▶ **Data for this task**
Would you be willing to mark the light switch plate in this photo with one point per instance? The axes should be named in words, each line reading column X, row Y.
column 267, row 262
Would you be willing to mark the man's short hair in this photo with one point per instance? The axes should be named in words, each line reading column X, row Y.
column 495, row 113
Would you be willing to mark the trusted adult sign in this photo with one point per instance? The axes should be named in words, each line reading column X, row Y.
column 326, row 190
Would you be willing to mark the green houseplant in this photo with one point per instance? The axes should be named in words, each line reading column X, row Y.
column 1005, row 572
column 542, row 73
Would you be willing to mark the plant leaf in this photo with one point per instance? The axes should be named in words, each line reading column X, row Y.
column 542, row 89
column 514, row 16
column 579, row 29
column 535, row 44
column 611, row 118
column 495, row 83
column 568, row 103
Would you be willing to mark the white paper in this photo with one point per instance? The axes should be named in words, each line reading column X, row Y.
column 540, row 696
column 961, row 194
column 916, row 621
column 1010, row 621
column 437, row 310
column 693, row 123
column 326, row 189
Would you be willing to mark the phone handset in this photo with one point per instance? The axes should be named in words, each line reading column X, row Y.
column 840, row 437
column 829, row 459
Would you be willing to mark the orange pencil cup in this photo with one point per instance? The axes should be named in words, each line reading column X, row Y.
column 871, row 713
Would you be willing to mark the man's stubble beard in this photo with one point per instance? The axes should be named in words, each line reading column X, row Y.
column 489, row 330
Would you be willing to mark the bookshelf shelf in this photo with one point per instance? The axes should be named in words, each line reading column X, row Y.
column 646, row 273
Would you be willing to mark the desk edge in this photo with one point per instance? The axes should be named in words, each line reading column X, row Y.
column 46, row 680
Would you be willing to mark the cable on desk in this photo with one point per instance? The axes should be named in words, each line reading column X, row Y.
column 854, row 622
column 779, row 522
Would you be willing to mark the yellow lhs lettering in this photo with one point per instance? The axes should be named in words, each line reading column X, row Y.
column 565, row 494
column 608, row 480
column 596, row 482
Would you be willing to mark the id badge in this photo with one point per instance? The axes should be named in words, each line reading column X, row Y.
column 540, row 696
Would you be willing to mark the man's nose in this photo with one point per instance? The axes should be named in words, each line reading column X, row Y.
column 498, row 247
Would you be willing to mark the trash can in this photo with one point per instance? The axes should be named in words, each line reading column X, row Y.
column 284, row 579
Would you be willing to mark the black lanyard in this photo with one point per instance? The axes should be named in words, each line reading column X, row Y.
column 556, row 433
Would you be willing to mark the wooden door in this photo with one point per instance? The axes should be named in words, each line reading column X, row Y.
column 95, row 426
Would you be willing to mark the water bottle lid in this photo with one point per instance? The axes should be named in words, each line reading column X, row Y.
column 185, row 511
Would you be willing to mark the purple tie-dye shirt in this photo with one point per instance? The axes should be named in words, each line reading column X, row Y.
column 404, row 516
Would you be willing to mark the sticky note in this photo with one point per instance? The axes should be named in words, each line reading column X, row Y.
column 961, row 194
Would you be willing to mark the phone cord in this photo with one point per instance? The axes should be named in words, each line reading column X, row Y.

---

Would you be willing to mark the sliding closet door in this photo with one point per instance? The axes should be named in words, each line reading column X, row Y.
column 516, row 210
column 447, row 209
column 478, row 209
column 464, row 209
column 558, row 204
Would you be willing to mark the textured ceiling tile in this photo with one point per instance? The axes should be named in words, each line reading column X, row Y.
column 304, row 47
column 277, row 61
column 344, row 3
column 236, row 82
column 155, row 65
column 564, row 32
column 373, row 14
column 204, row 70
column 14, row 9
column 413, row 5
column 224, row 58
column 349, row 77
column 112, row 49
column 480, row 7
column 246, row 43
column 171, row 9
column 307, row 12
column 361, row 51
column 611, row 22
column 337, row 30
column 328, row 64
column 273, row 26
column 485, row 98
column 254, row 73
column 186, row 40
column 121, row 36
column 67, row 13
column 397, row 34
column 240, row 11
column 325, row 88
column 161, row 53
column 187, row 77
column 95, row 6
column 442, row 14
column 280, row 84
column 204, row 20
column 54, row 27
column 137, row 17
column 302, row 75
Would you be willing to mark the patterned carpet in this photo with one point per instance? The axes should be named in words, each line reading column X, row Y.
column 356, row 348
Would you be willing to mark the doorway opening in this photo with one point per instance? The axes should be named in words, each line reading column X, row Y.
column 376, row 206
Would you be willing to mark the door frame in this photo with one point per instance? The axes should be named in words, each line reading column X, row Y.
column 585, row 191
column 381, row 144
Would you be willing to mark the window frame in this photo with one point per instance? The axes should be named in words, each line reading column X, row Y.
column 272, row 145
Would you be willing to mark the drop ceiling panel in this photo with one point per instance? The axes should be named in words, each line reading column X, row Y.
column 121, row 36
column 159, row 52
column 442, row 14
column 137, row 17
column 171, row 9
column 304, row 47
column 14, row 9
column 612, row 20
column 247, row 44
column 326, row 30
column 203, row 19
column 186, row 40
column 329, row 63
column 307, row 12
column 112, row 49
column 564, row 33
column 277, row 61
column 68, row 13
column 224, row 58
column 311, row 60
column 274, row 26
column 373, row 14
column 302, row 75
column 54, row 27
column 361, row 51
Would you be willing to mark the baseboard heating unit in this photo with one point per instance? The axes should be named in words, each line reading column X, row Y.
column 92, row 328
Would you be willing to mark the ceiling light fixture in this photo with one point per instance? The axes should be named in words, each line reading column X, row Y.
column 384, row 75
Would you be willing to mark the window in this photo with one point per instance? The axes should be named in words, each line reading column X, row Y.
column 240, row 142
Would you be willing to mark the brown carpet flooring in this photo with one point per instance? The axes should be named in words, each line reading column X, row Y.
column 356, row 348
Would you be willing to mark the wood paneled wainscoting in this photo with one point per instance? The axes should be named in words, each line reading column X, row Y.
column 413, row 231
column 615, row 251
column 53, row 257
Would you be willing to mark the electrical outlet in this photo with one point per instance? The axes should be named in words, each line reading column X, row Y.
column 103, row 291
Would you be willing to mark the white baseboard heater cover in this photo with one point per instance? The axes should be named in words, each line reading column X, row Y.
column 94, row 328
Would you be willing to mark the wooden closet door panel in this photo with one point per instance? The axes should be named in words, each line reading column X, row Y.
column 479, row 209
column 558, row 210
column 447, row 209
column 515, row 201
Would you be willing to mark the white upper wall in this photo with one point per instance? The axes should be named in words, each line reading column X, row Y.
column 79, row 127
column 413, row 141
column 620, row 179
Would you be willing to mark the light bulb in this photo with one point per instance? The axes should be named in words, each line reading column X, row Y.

...

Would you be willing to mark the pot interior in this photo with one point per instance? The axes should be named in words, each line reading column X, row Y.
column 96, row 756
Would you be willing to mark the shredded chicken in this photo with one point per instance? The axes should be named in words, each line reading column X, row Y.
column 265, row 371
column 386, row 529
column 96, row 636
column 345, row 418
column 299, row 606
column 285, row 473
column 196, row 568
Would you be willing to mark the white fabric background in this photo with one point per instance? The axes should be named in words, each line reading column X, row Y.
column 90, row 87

▶ **Problem statement**
Can you gather and copy out every line of the entries above that contains the word "carpet"?

▶ **Exercise result**
Would you be willing to mark the patterned carpet in this photo with one point per instance? The axes should be named in words, each line reading column X, row Y.
Would you be willing to mark the brown carpet flooring in this photo with one point per instance? The axes should be named in words, each line reading column X, row Y.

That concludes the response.